• **Textauszug**:
════════════════

Wo steht die Forschung aktuell? Was sind anstehende Heraus­forderungen?
Wir sehen bereits erste neuromorphe Chips wie die Intel Loihi Reihe, die neue Architekturen zur Verfügung stellen. Allerdings können diese noch nicht voll genutzt werden, weil der gesamte „Software Stack“ nicht durchgängig existiert. Die etablierte Technologie ist vom einzelnen Transistor auf dem Chip bis hin zur Applikations­software an allen Schnitt­stellen definiert und optimiert. Das fehlt für neue Bau­elemente und Architekturen, übrigens nicht nur beim neuromorphen Rechnen, sondern auch bei den Ansätzen für Quanten­computer. Trotzdem werden erste Erfolge mit Spezialchips erreicht, die auch als „Hardware Accelerator“ bezeichnet werden. Diese werden derzeit noch ohne die neuen Materialien und Memristoren gefertigt und bringen erste Energie­einsparungen. Aber echte Durch­brüche erwarten wir vor allem, wenn das gesamte Ökosystem aus neuen Materialien, Bauelementen, Schaltungen, Architekturen und Algorithmen funktioniert.

Wie wird neuromorphe Hardware am Ende unsere Welt verändern?

════════════════

• **Datenblock**:
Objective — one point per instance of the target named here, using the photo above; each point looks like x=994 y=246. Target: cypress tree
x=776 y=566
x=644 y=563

════════════════

• **Arbeitsauftrag**: Setze den Textauszug über neuromorphe Hardware nach seinem letzten Satz fort.

• **Ergebnis**:
Neuromorphe Hardware ist letztlich ein Sammelbegriff für energie­effiziente, schnelle Computerchips – vor allem für KI-Anwendungen. Daher sehe ich darin eine Schlüsseltechnologie für die KI, die auf Grund der geopolitischen Situation auch eine strategische Bedeutung hat. Denn KI wird alle Bereiche unseres Lebens berühren, was wir im Grunde ja heute schon sehen und das noch stark zunehmen wird. Diese Chips werden in Zukunft auch den Wert eines Produktes beeinflussen, angefangen vom selbstfahrenden Auto, humanoiden Robotern über das Mobiltelefon bis zur Kaffee­maschine. Auch im Gesundheits­sektor werden diese Chips wichtig, indem es einerseits immer mehr in Richtung individueller Medizin geht, wo aber auch sehr persönliche Daten geschützt bleiben müssen.